** begin DOCUMENT **
Business Architecture: The tool for strategic decision making


As budgets tighten and organizations continue trying to achieve return on investment faster, cheaper and with better results, they are trying to create and evolve their overall enterprise architecture. There are several components of enterprise architecture which are as follows:

What is the Business Architecture?

The purpose of the business architecture is to provide a unified structure and context from which to do further analysis to understand the high level functions of an organization, and to ultimately guide decision making. The business architecture provides the ability to make decisions around what the priorities of the organization are, how the project portfolio should be aligned and even the ability to do an application assessment by functional area.

The benefits organizations can achieve through the creation and evolution of their business architecture are:

  • Common frame of reference of the organization and its core functions.
  • Documents fundamentally what the business does.
  • Provides a roadmap (i.e. provides a high level view of the organization from which to create and/or evolve a plan). The plan can be around how to grow the business, what functional areas to focus on, where to invest technology dollars, etc.
** end DOCUMENT **
▸ **DIRECTIVES**
(a) Can you give back the rows from the line with "Task: Find the sock" through the end of the rows, with "green t-shirt" swapped for "green jersey" and everything else left as it is?
(b) Can you carry on the business architecture article from where it stops?
** begin AVAILABLE DATA **
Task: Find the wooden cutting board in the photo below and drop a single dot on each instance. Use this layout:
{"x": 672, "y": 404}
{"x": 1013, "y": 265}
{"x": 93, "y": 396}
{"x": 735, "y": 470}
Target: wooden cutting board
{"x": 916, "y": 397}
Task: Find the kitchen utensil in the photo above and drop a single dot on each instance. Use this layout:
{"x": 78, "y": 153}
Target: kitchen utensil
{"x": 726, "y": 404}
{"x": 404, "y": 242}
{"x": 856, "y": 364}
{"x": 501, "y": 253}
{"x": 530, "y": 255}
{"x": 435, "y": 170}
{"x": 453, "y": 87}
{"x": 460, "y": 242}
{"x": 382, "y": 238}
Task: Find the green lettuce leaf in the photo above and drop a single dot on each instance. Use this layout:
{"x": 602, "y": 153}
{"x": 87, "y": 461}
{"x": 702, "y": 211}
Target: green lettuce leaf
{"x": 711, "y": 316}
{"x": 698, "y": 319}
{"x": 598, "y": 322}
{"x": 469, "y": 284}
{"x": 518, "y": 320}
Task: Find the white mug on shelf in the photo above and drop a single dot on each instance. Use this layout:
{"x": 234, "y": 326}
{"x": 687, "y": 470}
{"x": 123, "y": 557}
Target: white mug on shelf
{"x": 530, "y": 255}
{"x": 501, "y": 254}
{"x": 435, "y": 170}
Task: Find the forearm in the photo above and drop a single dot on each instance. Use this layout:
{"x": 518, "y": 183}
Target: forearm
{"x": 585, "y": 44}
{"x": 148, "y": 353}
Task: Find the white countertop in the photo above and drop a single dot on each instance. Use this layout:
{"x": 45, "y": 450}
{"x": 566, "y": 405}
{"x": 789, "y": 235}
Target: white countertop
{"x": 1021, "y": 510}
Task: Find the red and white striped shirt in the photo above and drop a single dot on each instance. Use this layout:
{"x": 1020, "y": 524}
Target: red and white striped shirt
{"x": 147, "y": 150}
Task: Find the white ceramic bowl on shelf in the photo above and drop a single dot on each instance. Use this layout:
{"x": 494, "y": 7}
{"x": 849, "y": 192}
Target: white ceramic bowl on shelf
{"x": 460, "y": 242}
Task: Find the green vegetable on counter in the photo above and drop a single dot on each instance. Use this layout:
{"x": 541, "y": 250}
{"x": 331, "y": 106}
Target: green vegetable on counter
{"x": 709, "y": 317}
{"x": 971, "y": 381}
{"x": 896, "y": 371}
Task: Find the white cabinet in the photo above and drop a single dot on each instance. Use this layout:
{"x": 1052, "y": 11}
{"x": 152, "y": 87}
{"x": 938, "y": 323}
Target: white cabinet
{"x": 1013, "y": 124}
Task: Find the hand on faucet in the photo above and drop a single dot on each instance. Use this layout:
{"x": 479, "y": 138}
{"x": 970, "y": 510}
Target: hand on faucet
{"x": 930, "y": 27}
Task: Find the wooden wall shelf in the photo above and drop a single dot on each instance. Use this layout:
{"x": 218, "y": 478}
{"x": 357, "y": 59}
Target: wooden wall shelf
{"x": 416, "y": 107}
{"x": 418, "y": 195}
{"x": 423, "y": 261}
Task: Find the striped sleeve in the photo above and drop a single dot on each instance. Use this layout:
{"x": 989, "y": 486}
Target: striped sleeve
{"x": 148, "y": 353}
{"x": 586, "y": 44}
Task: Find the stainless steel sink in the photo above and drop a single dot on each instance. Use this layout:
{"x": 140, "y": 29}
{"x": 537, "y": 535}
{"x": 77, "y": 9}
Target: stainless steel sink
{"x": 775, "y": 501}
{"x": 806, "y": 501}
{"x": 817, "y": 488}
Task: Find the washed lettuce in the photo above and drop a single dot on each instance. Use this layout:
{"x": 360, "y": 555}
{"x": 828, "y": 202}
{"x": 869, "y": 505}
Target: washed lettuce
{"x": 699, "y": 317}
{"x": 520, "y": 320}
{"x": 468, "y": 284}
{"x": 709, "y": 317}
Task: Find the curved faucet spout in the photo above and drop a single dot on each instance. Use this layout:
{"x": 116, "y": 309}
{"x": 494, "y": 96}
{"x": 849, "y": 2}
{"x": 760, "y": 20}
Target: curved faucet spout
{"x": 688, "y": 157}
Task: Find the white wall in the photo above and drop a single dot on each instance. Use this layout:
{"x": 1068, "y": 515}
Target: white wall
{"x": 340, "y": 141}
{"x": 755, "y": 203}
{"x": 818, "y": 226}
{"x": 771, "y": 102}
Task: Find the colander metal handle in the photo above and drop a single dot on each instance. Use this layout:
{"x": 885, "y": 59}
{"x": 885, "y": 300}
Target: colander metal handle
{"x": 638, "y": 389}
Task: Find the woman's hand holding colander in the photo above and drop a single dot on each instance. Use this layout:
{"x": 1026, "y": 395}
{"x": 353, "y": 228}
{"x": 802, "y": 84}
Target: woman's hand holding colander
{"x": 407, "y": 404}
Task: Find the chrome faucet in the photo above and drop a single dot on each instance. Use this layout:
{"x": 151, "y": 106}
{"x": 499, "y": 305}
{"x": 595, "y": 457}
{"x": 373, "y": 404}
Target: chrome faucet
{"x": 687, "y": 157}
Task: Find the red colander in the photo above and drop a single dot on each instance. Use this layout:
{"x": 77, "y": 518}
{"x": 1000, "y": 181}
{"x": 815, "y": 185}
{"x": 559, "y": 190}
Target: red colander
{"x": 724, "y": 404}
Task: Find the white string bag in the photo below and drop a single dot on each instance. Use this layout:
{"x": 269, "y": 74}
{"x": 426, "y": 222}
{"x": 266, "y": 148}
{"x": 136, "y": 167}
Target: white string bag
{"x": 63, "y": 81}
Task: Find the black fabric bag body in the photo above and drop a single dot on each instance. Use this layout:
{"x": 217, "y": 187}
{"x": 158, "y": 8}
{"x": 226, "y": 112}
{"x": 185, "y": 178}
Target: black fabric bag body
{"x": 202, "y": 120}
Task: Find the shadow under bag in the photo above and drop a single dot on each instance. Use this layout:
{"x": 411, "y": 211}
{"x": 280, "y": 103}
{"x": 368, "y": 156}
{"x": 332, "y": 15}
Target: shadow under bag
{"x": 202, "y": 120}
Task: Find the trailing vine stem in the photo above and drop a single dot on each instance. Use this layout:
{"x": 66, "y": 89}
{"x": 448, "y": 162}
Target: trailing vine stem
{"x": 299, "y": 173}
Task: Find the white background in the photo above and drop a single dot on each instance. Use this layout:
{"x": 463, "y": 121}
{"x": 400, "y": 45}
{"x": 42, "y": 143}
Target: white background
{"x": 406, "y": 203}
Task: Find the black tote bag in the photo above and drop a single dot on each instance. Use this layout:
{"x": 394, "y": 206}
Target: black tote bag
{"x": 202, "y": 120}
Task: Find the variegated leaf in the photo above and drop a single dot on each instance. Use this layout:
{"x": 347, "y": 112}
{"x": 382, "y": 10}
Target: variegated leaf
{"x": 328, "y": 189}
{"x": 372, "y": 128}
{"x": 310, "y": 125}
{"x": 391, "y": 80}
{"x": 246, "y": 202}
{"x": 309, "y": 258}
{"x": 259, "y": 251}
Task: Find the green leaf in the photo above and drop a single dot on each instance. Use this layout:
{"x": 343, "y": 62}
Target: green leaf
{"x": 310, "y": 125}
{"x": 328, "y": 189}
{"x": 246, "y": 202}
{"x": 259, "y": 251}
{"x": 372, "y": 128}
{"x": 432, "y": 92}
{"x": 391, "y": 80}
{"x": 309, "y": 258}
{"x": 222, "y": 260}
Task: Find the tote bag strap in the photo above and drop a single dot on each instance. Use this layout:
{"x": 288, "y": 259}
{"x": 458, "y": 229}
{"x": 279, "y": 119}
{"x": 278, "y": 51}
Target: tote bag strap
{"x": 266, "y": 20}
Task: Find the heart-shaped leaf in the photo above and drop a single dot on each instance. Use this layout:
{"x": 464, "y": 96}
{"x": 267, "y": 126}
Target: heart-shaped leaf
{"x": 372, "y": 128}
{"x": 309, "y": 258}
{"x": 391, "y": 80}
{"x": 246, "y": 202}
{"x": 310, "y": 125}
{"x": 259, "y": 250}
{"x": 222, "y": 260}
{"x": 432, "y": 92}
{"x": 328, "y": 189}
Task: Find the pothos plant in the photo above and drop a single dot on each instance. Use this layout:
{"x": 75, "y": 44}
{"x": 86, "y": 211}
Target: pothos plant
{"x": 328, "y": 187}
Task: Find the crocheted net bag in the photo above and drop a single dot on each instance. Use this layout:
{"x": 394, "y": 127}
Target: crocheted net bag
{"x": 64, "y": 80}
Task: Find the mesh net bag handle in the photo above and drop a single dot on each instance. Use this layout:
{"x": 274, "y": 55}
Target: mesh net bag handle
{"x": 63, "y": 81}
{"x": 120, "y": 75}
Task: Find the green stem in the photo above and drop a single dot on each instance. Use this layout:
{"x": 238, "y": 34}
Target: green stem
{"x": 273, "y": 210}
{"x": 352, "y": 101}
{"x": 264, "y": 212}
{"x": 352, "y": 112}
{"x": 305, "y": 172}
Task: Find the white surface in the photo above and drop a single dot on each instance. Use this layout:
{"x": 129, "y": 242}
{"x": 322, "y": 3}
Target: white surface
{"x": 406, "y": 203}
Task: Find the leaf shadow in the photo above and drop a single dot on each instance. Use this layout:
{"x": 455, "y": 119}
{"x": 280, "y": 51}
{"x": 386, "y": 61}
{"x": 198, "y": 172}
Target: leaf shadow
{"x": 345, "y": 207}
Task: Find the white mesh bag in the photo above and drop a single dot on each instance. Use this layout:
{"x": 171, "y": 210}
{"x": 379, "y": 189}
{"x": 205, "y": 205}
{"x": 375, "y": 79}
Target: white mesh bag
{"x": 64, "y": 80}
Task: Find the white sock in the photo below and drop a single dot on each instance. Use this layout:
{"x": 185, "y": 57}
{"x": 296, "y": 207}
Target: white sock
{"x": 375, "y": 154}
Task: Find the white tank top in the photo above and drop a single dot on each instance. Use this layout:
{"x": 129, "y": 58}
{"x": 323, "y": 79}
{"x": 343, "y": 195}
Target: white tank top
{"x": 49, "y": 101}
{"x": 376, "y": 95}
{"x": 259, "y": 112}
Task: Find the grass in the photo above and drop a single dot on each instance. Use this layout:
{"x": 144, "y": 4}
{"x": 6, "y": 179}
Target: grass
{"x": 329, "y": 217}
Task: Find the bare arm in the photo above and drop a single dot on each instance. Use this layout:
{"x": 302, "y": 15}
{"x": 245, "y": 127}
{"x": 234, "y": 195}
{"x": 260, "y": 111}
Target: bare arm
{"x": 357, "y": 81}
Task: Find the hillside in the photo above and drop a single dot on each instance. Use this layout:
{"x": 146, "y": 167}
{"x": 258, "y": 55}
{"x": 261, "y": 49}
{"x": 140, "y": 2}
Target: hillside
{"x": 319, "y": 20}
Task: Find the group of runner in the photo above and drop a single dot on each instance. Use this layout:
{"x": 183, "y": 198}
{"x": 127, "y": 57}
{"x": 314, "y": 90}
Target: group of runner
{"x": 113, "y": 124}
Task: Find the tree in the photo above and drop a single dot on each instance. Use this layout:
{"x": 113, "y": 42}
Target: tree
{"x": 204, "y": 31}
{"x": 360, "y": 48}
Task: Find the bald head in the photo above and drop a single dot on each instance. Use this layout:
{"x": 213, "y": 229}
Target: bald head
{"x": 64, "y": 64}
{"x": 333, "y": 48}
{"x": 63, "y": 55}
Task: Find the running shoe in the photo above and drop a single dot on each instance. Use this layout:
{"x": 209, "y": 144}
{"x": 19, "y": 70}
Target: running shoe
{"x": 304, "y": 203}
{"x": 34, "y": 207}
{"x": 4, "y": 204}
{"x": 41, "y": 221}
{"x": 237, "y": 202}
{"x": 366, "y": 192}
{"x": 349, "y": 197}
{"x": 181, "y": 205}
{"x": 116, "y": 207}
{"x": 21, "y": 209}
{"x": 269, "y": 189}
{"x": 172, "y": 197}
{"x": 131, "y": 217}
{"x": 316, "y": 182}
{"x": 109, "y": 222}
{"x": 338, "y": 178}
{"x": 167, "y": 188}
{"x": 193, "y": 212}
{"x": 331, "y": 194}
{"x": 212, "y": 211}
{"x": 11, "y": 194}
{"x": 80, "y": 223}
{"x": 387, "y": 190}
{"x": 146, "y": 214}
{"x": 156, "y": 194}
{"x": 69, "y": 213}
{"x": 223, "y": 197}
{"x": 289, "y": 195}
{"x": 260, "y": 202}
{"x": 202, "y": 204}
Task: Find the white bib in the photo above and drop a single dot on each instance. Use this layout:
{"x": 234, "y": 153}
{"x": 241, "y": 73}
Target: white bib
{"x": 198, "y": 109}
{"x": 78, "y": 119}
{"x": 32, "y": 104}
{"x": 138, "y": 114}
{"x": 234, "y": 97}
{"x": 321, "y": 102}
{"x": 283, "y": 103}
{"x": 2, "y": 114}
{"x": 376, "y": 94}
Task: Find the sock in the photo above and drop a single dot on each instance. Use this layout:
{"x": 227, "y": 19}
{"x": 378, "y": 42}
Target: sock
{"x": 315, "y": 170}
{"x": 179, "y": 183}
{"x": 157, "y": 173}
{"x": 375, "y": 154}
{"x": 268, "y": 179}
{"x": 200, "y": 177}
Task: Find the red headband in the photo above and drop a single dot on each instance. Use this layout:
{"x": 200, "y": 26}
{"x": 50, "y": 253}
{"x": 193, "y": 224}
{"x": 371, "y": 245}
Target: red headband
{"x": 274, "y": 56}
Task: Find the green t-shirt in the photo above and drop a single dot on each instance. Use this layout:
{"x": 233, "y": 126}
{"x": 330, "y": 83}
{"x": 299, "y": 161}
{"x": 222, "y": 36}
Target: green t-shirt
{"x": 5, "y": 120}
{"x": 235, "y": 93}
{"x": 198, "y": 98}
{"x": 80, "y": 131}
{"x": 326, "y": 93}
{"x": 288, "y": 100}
** end AVAILABLE DATA **
▸ **EXERCISE RESPONSES**
(a)
Task: Find the sock in the photo above and drop a single dot on each instance. Use this layout:
{"x": 227, "y": 19}
{"x": 378, "y": 42}
Target: sock
{"x": 315, "y": 170}
{"x": 179, "y": 183}
{"x": 157, "y": 173}
{"x": 375, "y": 154}
{"x": 268, "y": 179}
{"x": 200, "y": 177}
Task: Find the red headband in the photo above and drop a single dot on each instance. Use this layout:
{"x": 200, "y": 26}
{"x": 50, "y": 253}
{"x": 193, "y": 224}
{"x": 371, "y": 245}
Target: red headband
{"x": 274, "y": 56}
Task: Find the green jersey in the photo above and drop a single dot on each instance. Use this layout:
{"x": 233, "y": 126}
{"x": 330, "y": 83}
{"x": 299, "y": 161}
{"x": 222, "y": 36}
Target: green jersey
{"x": 5, "y": 120}
{"x": 235, "y": 93}
{"x": 198, "y": 98}
{"x": 80, "y": 131}
{"x": 326, "y": 93}
{"x": 288, "y": 100}

(b)
  • Provides a view of the business independent of organizational structure, project teams, systems and data. This view allows unbiased analysis and evaluation.

Creating the Business Architecture

The first step in creating your business architecture is to conduct highly structured facilitated sessions with members of the senior leadership team and subject matter experts. It is critically important to have multiple viewpoints and perspectives involved.

It is also important to have a highly skilled facilitator lead the session and for everyone to have an understanding of what the final deliverable is.

The final deliverable should be a visual representation of what the business does independent of organizational charts, project teams, and systems. Everyone should have the ability to look at the visual representation and see themselves in it.

The visual representation can take many forms, but the critical point is it accurately represents what the business does.

Evolving the Business Architecture

Once the initial version of the business architecture is completed, you can begin to use it for a variety of purposes. Most organizations utilize it to do further decompositions of specific functions, to gain a depth of understanding of the business, and to identify potential redundancies/overlaps.
You can learn a tremendous amount about the organization by going through the process of functional decomposition.

What is functional decomposition?

  • Breaking down the high level function into sub-functions
  • Understanding all the sub-processes that support the high level process / function
  • Documenting functions independent of sequence

The reason it is important to go through the process of decomposition is to get people to focus on the essential business processes performed within a high level function irrespective of organizational structures, project teams and applications.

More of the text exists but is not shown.